>>>

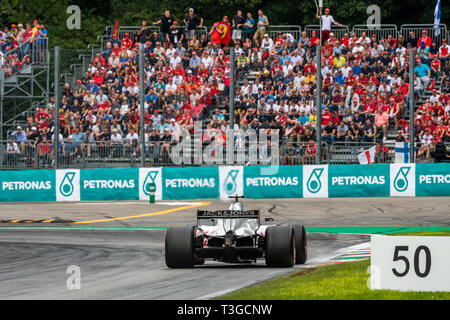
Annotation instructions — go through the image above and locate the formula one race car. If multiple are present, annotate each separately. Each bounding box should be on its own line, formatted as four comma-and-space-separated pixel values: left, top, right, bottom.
165, 196, 307, 268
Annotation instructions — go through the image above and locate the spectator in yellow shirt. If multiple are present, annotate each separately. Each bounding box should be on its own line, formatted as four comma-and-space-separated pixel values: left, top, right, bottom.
333, 54, 346, 69
305, 70, 316, 84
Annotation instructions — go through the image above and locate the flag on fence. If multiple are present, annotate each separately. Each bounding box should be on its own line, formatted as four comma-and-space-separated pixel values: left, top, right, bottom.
358, 146, 377, 164
394, 142, 416, 163
434, 0, 441, 36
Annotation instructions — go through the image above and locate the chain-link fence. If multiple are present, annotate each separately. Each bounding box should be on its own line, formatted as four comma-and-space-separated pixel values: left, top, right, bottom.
0, 25, 446, 168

<<<

• _Exercise_: Rewrite all of the records, substituting "Labeling steps" for every "Annotation instructions" and changing nothing else. Omit the pictures.

• _Answer for the task_:
Labeling steps — go through the image above and locate the formula one race car. If multiple are present, annotate each separately. Each bounding box should be on its own line, formatted as four comma-and-space-separated pixel values: left, top, right, bottom.
165, 196, 307, 268
Labeling steps — go through the image above and locate the spectator in yellow shirt. If multiple are present, annotate each separately. Each bounding box should be on its own line, formatted as four comma-and-space-separated pixel values: left, top, right, bottom.
333, 54, 346, 69
305, 70, 316, 84
Labeling steps — go through the image above and locate the flag on fence. If multiple are present, annotate each separately. Each bounding box should be on its own line, formatted as four comma-and-space-separated pixel values: left, top, right, bottom.
358, 146, 377, 164
394, 142, 416, 163
434, 0, 441, 36
Labeling steps — go through the image above and locate the chain-link fence. If multiple are present, annotate each separately. Each bounding box should be on its own line, formatted as four comma-and-space-separated pixel values: left, top, right, bottom.
0, 25, 446, 168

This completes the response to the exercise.